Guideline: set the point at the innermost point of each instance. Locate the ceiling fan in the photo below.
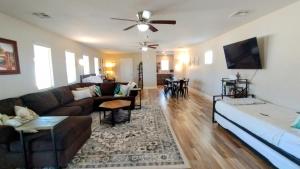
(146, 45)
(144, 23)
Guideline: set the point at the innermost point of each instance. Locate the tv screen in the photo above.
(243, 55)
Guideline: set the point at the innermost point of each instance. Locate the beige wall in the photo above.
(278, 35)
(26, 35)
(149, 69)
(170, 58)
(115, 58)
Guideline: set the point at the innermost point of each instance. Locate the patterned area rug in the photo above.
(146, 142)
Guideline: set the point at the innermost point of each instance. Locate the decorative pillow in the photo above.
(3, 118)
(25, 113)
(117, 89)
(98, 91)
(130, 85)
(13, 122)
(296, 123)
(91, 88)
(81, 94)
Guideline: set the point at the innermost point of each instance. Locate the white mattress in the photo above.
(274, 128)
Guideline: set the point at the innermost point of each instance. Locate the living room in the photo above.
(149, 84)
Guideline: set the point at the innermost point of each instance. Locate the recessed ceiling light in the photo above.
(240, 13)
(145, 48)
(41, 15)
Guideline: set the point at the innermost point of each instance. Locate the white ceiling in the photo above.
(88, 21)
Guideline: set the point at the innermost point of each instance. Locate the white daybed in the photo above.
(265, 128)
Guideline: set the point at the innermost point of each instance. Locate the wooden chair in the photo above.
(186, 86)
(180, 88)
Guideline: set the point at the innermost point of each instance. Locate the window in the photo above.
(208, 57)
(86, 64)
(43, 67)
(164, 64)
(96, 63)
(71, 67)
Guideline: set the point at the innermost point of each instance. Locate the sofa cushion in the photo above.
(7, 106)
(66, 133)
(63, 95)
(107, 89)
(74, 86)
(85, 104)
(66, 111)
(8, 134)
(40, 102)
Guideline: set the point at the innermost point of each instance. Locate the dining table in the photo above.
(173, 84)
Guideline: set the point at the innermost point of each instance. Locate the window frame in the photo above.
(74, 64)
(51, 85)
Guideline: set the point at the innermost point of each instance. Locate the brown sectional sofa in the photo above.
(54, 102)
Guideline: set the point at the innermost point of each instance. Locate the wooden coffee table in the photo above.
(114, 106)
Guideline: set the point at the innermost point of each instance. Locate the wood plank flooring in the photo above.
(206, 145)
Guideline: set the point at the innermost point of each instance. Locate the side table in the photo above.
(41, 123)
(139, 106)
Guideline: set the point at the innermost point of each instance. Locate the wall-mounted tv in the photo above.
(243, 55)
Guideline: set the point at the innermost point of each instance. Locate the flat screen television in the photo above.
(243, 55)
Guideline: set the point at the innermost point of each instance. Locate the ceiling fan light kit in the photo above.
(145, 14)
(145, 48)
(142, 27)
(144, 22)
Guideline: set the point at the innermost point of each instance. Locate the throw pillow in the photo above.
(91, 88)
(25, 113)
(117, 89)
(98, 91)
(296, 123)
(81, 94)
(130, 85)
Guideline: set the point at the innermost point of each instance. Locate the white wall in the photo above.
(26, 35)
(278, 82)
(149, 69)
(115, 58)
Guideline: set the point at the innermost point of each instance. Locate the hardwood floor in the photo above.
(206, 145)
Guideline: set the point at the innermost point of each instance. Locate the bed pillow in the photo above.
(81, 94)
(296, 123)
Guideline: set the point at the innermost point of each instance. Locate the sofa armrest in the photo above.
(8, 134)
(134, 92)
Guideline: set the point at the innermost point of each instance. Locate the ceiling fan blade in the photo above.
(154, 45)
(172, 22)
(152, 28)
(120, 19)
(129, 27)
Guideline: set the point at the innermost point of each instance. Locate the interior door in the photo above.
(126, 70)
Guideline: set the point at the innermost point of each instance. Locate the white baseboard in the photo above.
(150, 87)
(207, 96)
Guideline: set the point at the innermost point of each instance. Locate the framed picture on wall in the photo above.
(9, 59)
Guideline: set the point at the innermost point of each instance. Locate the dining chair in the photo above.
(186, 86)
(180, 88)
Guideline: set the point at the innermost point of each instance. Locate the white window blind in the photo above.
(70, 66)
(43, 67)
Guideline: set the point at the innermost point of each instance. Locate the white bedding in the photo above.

==

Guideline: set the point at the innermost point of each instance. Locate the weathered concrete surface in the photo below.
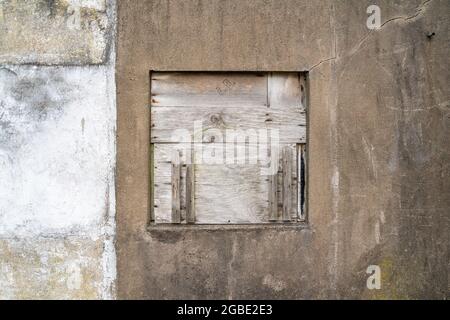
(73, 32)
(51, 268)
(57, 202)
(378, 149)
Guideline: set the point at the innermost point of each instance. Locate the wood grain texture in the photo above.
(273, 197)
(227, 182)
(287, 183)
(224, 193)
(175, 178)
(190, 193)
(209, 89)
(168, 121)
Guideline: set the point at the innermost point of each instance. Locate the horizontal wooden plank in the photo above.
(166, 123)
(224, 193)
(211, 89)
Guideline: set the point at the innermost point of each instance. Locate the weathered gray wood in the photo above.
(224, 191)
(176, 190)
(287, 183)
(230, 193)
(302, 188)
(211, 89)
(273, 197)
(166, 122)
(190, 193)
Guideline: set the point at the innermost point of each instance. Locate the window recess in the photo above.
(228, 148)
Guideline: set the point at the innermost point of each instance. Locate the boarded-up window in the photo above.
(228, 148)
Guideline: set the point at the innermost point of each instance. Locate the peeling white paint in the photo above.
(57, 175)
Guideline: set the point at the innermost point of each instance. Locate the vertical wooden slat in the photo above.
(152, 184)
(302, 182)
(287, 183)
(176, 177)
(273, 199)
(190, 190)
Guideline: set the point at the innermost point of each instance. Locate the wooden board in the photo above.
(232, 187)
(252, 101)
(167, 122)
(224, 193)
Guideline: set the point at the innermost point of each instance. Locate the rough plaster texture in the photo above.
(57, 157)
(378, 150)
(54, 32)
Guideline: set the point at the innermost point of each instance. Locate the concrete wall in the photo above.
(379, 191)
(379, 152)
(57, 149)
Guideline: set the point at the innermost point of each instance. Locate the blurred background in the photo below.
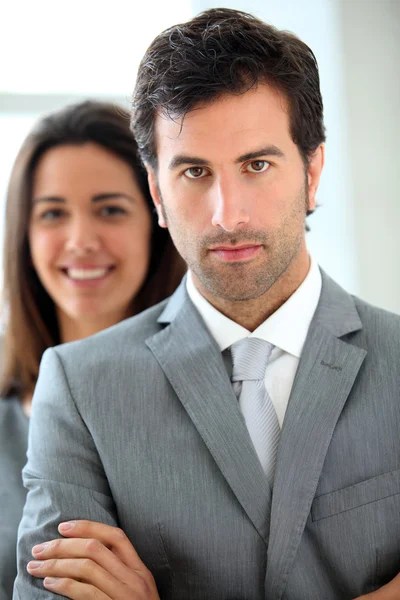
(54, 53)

§ AIM OF THE TASK:
Find every row above that contains the word "white", and copy each of those rows in full.

§ TASK RESULT:
Guideline: set the point at the innermost point of each instance. Locate the white mattress in the photo above.
Guideline: set the point at the innermost point of each instance. Locate the white ceiling in the photo above.
Guideline: set the point at the innermost point of each instance. Locate the white daybed in the photo above.
Guideline: set the point at the innermost point of each instance. Locate the white wall in the photo above.
Guideline: set the point at the innermost point of each instance. Locate the white baseboard in the photo above.
Guideline: set the point at the innermost point of each instance. Locate the white window blind in the photo above.
Guideline: set the point at the innermost point of each instance. Locate the white bedding in the photo above.
Guideline: set the point at the innermost point of each instance. Locate the peeling white paint in the photo above.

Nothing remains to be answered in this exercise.